Exercise inputs:
===

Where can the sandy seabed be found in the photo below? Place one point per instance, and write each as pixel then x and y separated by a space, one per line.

===

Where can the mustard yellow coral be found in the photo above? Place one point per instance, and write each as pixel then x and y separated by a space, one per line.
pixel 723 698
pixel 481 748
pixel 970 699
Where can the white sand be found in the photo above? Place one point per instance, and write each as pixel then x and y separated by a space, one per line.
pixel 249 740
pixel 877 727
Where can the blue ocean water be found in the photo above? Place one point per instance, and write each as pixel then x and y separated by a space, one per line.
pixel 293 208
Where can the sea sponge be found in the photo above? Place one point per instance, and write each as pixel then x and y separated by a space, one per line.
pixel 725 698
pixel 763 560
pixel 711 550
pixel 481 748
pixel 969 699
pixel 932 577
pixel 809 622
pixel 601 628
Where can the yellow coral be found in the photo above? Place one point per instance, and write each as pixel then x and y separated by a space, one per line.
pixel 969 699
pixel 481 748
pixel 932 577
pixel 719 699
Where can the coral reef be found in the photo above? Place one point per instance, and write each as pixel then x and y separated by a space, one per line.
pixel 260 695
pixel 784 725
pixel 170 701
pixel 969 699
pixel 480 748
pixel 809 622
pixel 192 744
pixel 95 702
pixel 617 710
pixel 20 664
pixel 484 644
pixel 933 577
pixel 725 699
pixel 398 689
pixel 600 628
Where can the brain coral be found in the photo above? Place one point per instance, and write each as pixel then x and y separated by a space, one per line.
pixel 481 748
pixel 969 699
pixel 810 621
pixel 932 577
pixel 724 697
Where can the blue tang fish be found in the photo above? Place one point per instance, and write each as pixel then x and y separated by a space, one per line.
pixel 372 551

===

Task brief: Copy everything in the listing above from the line containing "Where can the sea" down to the line containing "pixel 719 699", swapping "sea sponge" for "sea anemone" and keeping all else unchanged.

Answer to the task:
Where can the sea anemone be found in the photo above? Place one point per instance, and write each as pixel then x and y separated by a space, one per line.
pixel 725 698
pixel 763 560
pixel 711 550
pixel 481 748
pixel 969 699
pixel 932 577
pixel 809 622
pixel 601 628
Where can the yellow coral be found in the photo above? Place one point per instance, and write each as pixel then x and y separated by a space, one per line.
pixel 969 699
pixel 481 748
pixel 932 577
pixel 719 699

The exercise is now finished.